Texte présenté:

_ _ _ _ _

Après leur premier passage au Ed Sullivan Show, les Beatles prennent le train pour Washington, D.C. où ils donnent, le , leur premier véritable concert sur le sol américain. Dans ce train, un journaliste interroge Paul McCartney. Il lui dit : « Quelle place à votre avis vont prendre les Beatles dans la culture occidentale ? » Après lui avoir demandé si c'était une blague, le bassiste des Beatles lui répond « Ce n'est pas de la culture. C'est juste une grande rigolade »[20]. Au total, 8 000 personnes remplissent la salle du Washington Coliseum[21], soit la plus grande audience jusque-là pour un concert du groupe[22]. Ce premier concert des Beatles est annonciateur de tous ceux à venir. Comme cela deviendra une habitude, les conditions dans lesquelles ils doivent se produire sont loin d'être idéales : dans le Coliseum, la scène est au milieu de la salle, comme un ring, la batterie de Ringo Starr est placée sur un plateau pivotant pour que le groupe puisse jouer face à l'une ou l'autre partie du public. Le matériel fonctionne mal, et les Beatles doivent, eux-mêmes, faire tourner le plateau sur lequel leur batteur est installé[23]. Les conditions de sonorisation pour un public de cette importance sont, à cette époque, encore balbutiantes, l'atmosphère est électrique et les fausses notes se perdent dans les hurlements du public, qui bombarde continuellement la scène de jelly babies, bonbons dont George Harrison s'est déclaré friand[22].

_ _ _ _ _

Données fournies:
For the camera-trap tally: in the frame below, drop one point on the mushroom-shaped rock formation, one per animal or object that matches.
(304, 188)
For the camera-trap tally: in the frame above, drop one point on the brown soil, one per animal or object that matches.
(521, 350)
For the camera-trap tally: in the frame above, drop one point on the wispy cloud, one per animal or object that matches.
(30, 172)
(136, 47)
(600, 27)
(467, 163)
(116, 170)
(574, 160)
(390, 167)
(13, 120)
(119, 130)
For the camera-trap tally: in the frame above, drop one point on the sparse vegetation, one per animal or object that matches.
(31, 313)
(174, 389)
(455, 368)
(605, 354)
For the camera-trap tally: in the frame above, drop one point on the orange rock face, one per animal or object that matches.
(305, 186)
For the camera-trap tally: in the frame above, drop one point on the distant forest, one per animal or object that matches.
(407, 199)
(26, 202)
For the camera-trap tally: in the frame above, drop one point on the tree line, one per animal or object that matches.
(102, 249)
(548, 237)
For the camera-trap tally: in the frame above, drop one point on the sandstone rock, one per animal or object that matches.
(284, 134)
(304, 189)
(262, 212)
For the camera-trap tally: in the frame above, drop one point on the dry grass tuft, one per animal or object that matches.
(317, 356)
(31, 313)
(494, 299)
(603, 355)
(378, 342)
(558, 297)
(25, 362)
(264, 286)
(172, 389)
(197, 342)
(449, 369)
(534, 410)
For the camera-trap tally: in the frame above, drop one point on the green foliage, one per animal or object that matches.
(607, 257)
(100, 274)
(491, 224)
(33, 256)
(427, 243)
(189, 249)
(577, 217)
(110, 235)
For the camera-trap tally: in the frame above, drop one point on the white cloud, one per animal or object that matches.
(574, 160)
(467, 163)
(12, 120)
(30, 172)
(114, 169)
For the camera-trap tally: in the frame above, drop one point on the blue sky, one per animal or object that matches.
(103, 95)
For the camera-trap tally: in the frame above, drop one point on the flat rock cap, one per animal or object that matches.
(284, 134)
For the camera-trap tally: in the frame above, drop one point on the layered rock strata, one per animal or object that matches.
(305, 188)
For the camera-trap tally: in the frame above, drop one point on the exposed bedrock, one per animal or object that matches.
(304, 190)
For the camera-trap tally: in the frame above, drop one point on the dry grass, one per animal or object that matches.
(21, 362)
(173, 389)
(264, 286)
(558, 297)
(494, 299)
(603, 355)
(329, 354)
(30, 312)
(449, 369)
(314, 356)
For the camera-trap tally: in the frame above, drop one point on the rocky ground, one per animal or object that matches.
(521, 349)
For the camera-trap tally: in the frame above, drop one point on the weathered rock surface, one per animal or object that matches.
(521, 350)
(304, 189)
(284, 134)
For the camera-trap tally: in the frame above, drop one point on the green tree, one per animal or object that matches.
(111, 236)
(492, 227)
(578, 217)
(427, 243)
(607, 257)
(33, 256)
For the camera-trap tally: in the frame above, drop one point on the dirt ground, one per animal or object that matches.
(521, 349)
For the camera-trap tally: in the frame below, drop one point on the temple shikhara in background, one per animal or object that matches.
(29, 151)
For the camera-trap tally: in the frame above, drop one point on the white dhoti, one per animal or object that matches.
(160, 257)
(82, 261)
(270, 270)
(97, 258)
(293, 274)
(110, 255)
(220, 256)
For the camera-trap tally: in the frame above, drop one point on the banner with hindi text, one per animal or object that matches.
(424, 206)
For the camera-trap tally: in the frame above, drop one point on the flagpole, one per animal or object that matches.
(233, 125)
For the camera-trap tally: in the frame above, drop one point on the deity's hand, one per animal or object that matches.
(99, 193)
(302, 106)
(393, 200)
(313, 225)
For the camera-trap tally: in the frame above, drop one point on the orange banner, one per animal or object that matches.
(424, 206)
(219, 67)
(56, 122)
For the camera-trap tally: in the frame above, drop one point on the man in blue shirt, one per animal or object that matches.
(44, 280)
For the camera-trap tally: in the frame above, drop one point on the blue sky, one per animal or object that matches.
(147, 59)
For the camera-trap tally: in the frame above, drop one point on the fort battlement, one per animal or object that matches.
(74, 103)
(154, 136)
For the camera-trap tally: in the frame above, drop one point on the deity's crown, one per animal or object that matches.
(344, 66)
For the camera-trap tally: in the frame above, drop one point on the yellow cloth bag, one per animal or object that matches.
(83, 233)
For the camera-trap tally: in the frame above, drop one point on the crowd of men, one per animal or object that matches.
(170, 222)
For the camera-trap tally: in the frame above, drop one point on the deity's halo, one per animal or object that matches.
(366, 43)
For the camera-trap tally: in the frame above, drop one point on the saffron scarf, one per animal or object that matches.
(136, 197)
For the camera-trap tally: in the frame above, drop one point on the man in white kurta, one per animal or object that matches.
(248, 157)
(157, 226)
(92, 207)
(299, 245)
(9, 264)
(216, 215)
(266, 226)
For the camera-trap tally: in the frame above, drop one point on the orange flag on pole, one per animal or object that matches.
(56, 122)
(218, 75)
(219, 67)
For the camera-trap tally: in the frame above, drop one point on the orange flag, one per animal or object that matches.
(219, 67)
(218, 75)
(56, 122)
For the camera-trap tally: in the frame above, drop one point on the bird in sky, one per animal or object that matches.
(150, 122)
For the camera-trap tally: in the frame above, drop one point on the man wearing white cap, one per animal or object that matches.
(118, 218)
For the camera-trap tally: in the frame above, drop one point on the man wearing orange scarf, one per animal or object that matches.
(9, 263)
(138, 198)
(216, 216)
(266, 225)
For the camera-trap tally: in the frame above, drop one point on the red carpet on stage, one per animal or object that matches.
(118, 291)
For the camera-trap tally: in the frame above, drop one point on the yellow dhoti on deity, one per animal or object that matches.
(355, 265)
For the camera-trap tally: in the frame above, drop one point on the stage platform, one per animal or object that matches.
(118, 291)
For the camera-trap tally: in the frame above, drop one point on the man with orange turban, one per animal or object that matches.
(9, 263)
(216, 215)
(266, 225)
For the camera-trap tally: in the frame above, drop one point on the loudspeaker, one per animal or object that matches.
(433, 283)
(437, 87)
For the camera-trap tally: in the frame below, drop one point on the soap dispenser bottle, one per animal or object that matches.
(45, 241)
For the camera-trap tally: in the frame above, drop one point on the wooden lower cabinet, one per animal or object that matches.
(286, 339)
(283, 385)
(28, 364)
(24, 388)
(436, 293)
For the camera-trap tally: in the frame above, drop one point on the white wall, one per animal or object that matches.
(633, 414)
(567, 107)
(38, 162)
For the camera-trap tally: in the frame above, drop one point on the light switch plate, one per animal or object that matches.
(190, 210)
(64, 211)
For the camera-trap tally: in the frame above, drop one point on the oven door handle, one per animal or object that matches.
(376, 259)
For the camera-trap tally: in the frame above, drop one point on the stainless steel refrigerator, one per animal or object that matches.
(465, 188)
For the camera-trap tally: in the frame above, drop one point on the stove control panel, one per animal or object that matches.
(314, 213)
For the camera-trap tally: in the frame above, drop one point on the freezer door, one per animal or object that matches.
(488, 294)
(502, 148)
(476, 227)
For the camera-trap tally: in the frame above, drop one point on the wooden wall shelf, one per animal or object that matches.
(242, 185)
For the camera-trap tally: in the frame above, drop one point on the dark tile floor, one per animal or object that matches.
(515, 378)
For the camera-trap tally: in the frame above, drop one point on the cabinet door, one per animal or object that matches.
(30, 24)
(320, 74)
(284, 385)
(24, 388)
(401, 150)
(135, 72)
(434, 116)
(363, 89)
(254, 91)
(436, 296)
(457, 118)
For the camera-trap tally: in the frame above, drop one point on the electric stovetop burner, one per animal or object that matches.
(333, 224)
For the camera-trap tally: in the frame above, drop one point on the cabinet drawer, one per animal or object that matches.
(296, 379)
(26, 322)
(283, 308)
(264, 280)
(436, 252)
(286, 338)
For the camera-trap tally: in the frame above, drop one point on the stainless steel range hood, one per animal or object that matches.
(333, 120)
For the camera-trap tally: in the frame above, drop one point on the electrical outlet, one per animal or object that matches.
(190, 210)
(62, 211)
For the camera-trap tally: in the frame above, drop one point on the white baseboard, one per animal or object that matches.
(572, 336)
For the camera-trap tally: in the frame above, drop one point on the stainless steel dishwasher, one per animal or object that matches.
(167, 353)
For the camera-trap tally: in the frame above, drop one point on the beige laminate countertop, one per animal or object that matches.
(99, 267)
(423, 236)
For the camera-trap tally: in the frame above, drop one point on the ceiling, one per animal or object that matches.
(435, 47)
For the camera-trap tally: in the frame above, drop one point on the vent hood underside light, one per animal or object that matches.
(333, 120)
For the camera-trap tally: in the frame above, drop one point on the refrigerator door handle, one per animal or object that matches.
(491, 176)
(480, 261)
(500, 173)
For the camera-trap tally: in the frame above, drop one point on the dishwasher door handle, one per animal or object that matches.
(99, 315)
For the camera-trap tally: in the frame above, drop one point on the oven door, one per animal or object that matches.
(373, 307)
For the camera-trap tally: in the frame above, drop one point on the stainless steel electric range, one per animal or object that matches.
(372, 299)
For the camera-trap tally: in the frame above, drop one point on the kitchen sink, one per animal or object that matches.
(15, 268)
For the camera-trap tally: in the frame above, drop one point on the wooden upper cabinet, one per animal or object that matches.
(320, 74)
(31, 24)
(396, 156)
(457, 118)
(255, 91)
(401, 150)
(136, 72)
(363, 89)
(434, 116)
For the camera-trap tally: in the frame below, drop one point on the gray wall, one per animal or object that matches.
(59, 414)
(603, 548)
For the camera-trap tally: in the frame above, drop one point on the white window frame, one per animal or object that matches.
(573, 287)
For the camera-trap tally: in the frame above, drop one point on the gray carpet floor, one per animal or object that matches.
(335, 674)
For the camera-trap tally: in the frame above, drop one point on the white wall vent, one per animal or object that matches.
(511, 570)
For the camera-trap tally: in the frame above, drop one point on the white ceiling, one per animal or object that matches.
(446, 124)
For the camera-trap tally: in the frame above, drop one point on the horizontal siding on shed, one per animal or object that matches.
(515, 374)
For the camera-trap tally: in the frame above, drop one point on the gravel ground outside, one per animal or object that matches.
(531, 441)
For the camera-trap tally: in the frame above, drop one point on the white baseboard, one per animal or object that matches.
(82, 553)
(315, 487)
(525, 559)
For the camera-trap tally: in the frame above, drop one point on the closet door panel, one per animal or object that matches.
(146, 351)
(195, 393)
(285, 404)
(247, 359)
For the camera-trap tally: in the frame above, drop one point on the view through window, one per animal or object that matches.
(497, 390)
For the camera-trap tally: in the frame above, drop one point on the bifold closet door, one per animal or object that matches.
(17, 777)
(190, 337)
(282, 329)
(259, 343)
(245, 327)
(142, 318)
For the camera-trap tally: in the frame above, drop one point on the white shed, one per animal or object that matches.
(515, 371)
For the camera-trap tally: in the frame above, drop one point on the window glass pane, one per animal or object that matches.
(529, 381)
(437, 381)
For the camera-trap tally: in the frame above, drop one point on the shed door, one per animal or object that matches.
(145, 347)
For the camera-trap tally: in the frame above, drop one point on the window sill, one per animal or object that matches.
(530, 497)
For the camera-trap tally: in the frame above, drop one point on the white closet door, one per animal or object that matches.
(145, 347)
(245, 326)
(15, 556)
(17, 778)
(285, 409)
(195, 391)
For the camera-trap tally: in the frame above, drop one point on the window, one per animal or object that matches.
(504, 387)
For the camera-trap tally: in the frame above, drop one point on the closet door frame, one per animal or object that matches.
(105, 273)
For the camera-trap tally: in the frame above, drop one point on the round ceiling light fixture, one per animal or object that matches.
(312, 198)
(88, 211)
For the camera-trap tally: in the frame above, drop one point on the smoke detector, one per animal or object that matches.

_ _ _ _ _

Travail à faire:
1 - Traduisez en anglais cette phrase du texte sur le premier concert américain des Beatles : « Au total, 8 000 personnes remplissent la salle du Washington Coliseum, soit la plus grande audience jusque-là pour un concert du groupe. »
2 - Résumez sous forme de liste le paragraphe du texte sur le premier concert américain des Beatles qui commence par « Après leur premier passage au Ed Sullivan Show », en gardant ses faits principaux.
3 - Dressez la liste de tous les membres des Beatles nommés dans le texte sur leur premier concert américain.

Les réponses:
1 - In all, 8,000 people fill the hall of the Washington Coliseum, the largest audience up to then for a concert by the group.

2 -
- Après leur premier passage au Ed Sullivan Show, les Beatles vont en train à Washington, D.C. pour leur premier véritable concert aux États-Unis.
- Dans le train, un journaliste demande à Paul McCartney quelle place les Beatles prendront dans la culture occidentale. McCartney répond : « Ce n'est pas de la culture. C'est juste une grande rigolade. »
- 8 000 personnes remplissent le Washington Coliseum. C'est la plus grande audience du groupe jusque-là.
- La scène est au milieu de la salle, comme un ring. La batterie de Ringo Starr est sur un plateau pivotant.
- Le matériel fonctionne mal et les Beatles doivent tourner eux-mêmes le plateau.
- La sonorisation est encore balbutiante et les fausses notes se perdent dans les hurlements du public.
- Le public lance sans cesse des jelly babies sur la scène, des bonbons dont George Harrison s'est déclaré friand.

3 -
- Paul McCartney
- Ringo Starr
- George Harrison